-- BEGIN Selected text --

Policyholders, watchdog groups and Globe columnist Brian McGrory cried foul.
What do you think? And how would you spend about $1 million per week? Tell us in the comment section below.
BackBayRes
1:18 pm on Friday, April 20, 2012
It never made sense for the City and the State to provide these tax breaks to a company which had no intention of leaving Boston and had no need for corporate welfare. But those who challenged the handout were attacked roundly as being "anti-jobs" and NIMBYs. The over-the-top salaries and perquisites lavished on Liberty Mutual's executives simply underscore how foolish the tax breaks were. Sadly, now there's probably nothing that can be done except hope that the Mayor and the BRA will be more respectful of taxpayers in the future.
Kasey Hariman
1:20 pm on Friday, April 20, 2012
The first thing I thought of was "I'll buy my apartment from my landlord, then I won't have to pay rent, and I can have some steady income from the other tenants," but then I realized -- with that kind of money I can afford to pay a lot of rent, and I won't need steady income from tenants.
Now I am thinking about a jetboat. Or maybe I would become a movie producer, and invest in blockbusters? Either way, having a sweet pad is a must, as well as some money for travel, and money for philanthropy. I think I can make that work on a budget of a million a week.

-- END Selected text --
-- BEGIN Records --

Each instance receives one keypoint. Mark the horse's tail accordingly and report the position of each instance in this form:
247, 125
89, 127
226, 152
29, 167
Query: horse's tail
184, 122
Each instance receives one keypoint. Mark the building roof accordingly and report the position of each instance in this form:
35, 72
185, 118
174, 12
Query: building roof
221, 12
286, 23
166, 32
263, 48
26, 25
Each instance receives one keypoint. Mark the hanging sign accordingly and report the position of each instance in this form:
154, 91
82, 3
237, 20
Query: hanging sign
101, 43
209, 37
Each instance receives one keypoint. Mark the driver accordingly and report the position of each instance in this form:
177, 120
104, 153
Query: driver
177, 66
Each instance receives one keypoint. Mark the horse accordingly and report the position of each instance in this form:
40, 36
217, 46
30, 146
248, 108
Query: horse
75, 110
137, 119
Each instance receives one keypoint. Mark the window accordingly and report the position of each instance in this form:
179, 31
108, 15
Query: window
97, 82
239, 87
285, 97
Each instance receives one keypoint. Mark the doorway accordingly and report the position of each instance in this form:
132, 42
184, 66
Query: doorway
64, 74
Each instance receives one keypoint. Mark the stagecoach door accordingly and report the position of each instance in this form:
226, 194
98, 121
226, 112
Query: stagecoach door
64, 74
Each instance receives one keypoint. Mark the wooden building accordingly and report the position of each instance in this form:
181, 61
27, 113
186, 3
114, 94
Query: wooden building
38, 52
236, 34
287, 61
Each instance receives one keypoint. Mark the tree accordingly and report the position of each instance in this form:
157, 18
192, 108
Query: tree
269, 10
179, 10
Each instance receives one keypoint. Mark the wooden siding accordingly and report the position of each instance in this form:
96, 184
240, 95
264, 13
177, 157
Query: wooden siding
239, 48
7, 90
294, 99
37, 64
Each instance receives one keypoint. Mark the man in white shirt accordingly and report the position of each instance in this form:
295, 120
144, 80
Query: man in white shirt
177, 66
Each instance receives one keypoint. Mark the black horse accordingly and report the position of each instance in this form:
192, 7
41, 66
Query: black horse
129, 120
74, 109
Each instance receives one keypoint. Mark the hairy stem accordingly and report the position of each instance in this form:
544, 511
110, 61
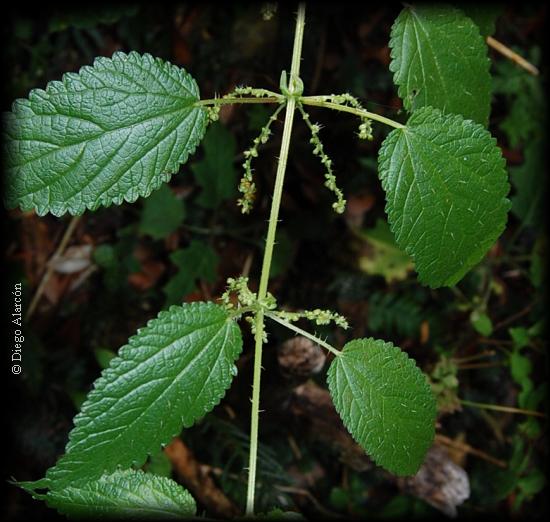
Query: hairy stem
318, 101
266, 265
315, 339
239, 99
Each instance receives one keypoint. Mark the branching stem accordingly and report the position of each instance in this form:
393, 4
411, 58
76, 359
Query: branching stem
315, 339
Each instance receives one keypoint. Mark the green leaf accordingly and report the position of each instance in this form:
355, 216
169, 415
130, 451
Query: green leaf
384, 257
197, 261
162, 214
124, 494
532, 483
481, 322
385, 402
439, 59
484, 15
169, 375
283, 255
215, 173
111, 133
159, 464
446, 193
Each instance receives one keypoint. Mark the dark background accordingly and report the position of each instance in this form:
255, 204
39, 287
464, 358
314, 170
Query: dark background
345, 50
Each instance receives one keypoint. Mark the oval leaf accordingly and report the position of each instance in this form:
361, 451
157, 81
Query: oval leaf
439, 59
124, 494
112, 132
446, 190
385, 402
169, 375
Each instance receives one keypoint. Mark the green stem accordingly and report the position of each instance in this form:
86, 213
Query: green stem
317, 101
266, 265
315, 339
496, 407
238, 99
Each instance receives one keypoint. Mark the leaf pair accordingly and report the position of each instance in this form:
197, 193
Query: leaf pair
167, 377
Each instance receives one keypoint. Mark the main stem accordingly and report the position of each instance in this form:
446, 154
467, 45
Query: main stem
266, 265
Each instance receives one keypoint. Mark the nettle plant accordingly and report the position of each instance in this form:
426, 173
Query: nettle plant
119, 129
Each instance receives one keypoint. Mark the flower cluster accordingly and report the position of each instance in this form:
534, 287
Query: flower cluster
330, 179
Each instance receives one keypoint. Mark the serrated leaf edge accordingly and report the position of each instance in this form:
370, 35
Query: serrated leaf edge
421, 379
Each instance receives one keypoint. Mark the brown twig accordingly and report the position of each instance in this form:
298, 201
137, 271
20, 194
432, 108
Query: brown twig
442, 439
50, 266
513, 56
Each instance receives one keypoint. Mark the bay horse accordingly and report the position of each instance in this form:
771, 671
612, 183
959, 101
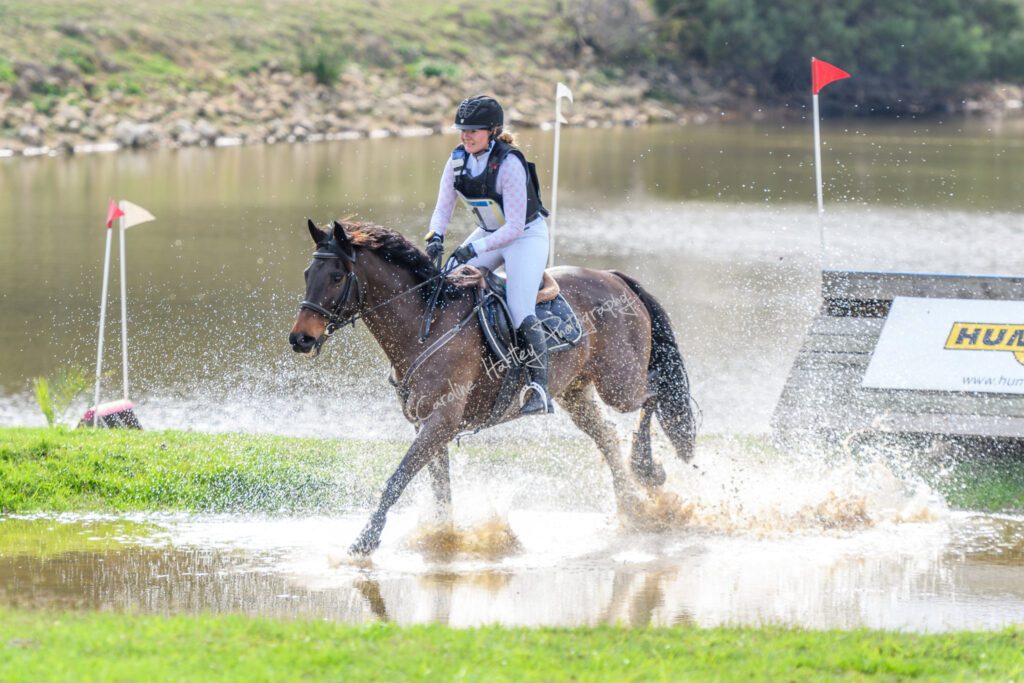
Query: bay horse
446, 383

-- END Records --

- _Problems_
1: In the comment thread, which Globe columnist is named among those who cried foul?
2: Reproduce word for word the part of the comment thread that opens with the words containing "Policyholders, watchdog groups" and closes with "comment section below.".
3: According to the comment thread, why did it never make sense for the City and the State to give the company tax breaks? Answer in one to three sentences.

- _Answers for the exercise_
1: Brian McGrory.

2:
Policyholders, watchdog groups and Globe columnist Brian McGrory cried foul.
What do you think? And how would you spend about $1 million per week? Tell us in the comment section below.

3: The company had no intention of leaving Boston and had no need for corporate welfare. The lavish salaries and perquisites given to Liberty Mutual's executives further underscore how foolish the tax breaks were.